[Records]
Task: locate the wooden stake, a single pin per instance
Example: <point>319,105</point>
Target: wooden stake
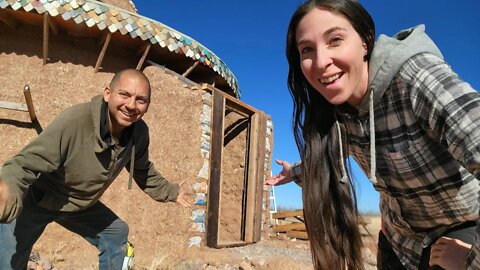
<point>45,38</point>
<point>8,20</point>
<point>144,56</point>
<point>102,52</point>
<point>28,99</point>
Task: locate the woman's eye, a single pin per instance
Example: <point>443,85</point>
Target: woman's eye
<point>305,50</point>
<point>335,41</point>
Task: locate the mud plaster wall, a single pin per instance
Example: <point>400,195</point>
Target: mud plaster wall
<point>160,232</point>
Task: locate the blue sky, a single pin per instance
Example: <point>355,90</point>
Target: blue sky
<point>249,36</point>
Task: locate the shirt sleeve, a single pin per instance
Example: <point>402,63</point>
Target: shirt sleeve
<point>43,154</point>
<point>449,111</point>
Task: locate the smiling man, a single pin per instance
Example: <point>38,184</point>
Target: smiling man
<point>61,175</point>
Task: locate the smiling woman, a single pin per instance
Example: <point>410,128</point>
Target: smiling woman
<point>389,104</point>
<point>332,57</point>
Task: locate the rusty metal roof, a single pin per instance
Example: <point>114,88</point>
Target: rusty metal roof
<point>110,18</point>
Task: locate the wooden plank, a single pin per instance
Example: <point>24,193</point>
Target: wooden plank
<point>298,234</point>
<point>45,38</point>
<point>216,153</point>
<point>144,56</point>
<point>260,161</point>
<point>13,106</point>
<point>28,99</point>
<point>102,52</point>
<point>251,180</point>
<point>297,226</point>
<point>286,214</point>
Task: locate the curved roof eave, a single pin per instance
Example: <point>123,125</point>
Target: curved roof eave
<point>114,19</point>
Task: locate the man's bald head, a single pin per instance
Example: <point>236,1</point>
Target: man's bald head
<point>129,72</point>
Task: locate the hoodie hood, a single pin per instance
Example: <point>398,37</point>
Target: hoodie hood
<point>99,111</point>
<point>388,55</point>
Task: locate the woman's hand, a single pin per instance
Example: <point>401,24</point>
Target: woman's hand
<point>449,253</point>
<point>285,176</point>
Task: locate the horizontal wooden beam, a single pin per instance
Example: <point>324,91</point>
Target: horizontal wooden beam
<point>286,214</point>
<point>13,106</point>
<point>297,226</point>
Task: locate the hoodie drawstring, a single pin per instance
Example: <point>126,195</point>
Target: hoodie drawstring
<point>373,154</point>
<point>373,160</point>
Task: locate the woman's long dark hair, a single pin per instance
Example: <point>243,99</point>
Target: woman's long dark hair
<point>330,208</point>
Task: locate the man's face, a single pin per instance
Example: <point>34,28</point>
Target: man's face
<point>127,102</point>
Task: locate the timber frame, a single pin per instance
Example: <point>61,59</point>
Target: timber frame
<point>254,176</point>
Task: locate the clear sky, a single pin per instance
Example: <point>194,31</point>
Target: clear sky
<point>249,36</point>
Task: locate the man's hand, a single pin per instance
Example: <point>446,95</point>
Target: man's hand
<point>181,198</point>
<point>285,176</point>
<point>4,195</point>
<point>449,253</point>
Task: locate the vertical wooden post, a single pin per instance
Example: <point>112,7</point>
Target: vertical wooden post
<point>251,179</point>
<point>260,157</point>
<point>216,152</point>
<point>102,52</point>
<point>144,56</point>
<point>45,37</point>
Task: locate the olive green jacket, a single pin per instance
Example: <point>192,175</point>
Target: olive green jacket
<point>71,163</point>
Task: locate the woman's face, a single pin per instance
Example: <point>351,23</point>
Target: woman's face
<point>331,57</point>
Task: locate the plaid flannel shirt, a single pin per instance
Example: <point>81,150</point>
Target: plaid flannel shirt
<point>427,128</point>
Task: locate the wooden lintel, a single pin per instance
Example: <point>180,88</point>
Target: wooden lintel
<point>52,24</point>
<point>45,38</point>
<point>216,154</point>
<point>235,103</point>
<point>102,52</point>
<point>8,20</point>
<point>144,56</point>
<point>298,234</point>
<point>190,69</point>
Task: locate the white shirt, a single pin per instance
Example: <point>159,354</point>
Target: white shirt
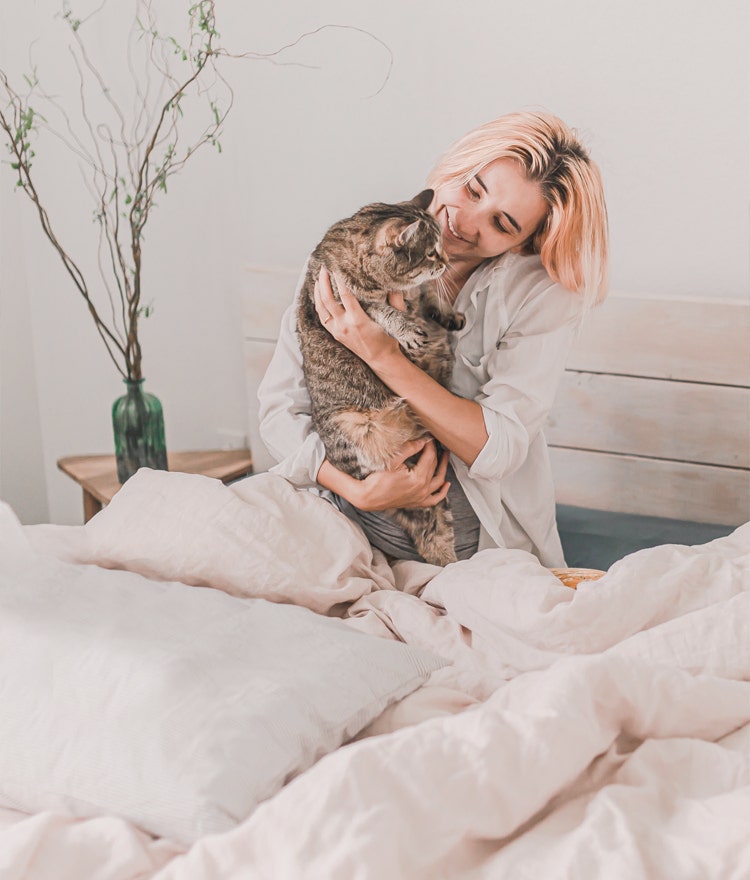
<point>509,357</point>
* * *
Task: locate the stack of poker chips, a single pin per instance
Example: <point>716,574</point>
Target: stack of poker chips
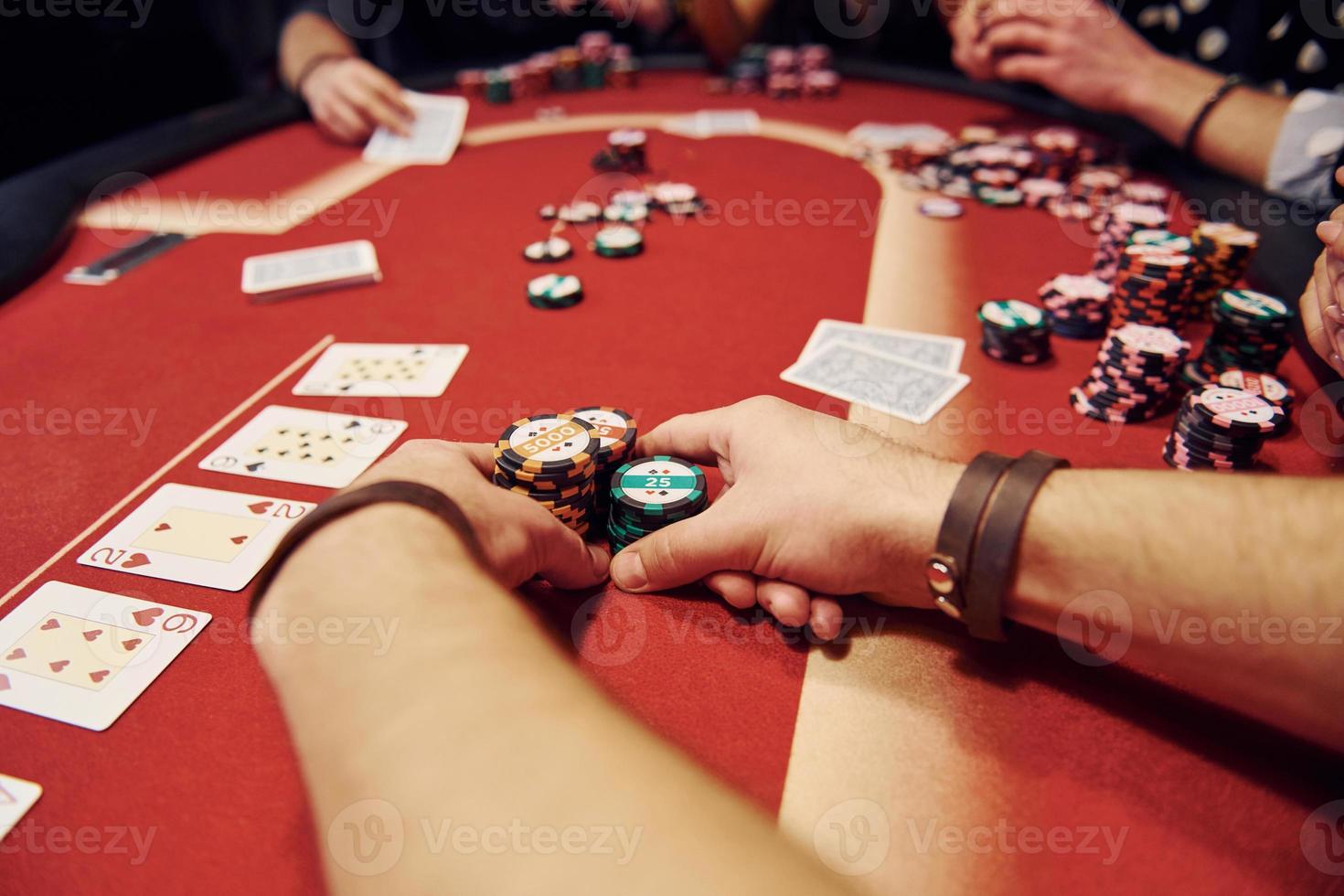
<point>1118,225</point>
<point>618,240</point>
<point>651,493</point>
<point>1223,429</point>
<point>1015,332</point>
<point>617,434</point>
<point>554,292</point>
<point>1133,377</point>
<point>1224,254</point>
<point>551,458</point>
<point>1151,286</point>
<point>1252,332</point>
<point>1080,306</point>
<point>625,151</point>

[Task goal] Copy out everything in the entries from the line containing "Task: locate the shirt" down to the line containing "<point>449,111</point>", both of those lines included, with no change.

[Written answer]
Task: locate the shirt sleeve, a single pin per instance
Example: <point>402,63</point>
Target: shirt sleeve
<point>43,154</point>
<point>449,111</point>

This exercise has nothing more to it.